Peter Bander van Duren (30 July 1930, in Cologne – 21 April 2004) was a British writer on heraldry and orders of knighthood.

Biography 
Peter Bander immigrated to the United Kingdom from Germany and became a British citizen in 1962.

In 1976, he changed his name by deed poll to Peter Bander van Duren, adding a slight alteration of his mother's maiden name, von Duren, to his father's surname.

Bander van Duren worked as a teacher in a borstal, a prison for youth, and in Edith Cavell School, a secondary school in a deprived part of Islington, and then taught Religious & Moral Education at Wall Hall Callege, Cambridge Institute of Education, a teachers' training college in Aldenham, Herts. In 1966 he became co-founder and joint-Managing Director of Colin Smythe, a small British publishing house.

Works 
A Roman Catholic, Bander van Duren wrote several books on heraldry, some of them in coöperation with Bruno Bernard Heim or Archbishop Hygenius Eugene Cardinale, the Apostolic Delegate to the United Kingdom.

Honours 
 Knight Grand Cross with Gold Star, Sacred Military Constantinian Order of Saint George of the Royal House of Bourbon-Two Sicilies.

# [EXERCISE DESCRIPTION]
Reproduce the biographical text on Peter Bander van Duren in full, word for word and without alteration.

# [Image object location entries]
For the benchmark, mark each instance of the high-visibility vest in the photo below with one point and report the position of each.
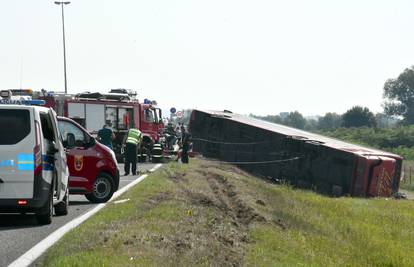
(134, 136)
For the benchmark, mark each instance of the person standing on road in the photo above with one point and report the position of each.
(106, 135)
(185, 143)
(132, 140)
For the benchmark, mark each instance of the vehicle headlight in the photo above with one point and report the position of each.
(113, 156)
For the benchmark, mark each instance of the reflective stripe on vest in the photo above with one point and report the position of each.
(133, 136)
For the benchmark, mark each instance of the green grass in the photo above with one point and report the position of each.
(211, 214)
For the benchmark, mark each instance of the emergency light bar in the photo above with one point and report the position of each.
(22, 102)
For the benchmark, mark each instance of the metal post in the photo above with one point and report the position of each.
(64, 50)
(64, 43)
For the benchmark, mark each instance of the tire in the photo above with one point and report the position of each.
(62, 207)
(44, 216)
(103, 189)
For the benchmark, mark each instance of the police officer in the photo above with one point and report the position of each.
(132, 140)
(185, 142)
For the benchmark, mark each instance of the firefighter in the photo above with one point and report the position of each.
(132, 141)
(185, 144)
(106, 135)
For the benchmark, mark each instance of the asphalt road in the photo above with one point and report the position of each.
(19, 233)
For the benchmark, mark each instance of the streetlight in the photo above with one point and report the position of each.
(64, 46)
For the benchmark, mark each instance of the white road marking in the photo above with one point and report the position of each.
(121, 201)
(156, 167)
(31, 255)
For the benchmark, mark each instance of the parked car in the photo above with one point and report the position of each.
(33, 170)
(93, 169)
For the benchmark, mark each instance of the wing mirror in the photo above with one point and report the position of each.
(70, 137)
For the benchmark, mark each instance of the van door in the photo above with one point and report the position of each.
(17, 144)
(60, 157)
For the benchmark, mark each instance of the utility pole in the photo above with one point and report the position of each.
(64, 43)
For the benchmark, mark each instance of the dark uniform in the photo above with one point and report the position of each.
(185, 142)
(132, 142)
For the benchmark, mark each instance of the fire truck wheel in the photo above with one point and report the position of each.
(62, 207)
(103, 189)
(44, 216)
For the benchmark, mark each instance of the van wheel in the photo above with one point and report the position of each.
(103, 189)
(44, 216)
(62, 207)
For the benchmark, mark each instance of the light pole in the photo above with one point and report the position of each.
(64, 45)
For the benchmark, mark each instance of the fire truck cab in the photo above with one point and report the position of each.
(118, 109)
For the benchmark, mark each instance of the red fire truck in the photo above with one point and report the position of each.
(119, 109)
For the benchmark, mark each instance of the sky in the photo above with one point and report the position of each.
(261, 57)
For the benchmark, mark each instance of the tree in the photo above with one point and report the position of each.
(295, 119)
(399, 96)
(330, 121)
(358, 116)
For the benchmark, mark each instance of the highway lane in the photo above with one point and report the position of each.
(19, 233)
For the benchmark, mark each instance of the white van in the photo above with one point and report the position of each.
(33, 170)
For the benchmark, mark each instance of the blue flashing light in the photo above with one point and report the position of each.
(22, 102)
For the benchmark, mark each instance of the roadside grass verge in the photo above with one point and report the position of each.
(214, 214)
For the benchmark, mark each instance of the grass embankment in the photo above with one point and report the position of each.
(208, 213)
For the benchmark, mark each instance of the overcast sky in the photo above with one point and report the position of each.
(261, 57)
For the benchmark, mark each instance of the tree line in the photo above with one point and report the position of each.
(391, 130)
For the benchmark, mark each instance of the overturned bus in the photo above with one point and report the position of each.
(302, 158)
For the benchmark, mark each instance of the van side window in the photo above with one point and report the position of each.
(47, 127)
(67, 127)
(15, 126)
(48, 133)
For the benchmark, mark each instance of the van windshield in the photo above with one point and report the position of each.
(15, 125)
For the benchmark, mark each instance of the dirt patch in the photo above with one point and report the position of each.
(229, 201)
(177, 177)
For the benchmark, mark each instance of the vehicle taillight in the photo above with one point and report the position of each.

# [RESULT FOR THIS TASK]
Peter Bander van Duren (30 July 1930, in Cologne – 21 April 2004) was a British writer on heraldry and orders of knighthood.

Biography 
Peter Bander immigrated to the United Kingdom from Germany and became a British citizen in 1962.

In 1976, he changed his name by deed poll to Peter Bander van Duren, adding a slight alteration of his mother's maiden name, von Duren, to his father's surname.

Bander van Duren worked as a teacher in a borstal, a prison for youth, and in Edith Cavell School, a secondary school in a deprived part of Islington, and then taught Religious & Moral Education at Wall Hall Callege, Cambridge Institute of Education, a teachers' training college in Aldenham, Herts. In 1966 he became co-founder and joint-Managing Director of Colin Smythe, a small British publishing house.

Works 
A Roman Catholic, Bander van Duren wrote several books on heraldry, some of them in coöperation with Bruno Bernard Heim or Archbishop Hygenius Eugene Cardinale, the Apostolic Delegate to the United Kingdom.

Honours 
 Knight Grand Cross with Gold Star, Sacred Military Constantinian Order of Saint George of the Royal House of Bourbon-Two Sicilies.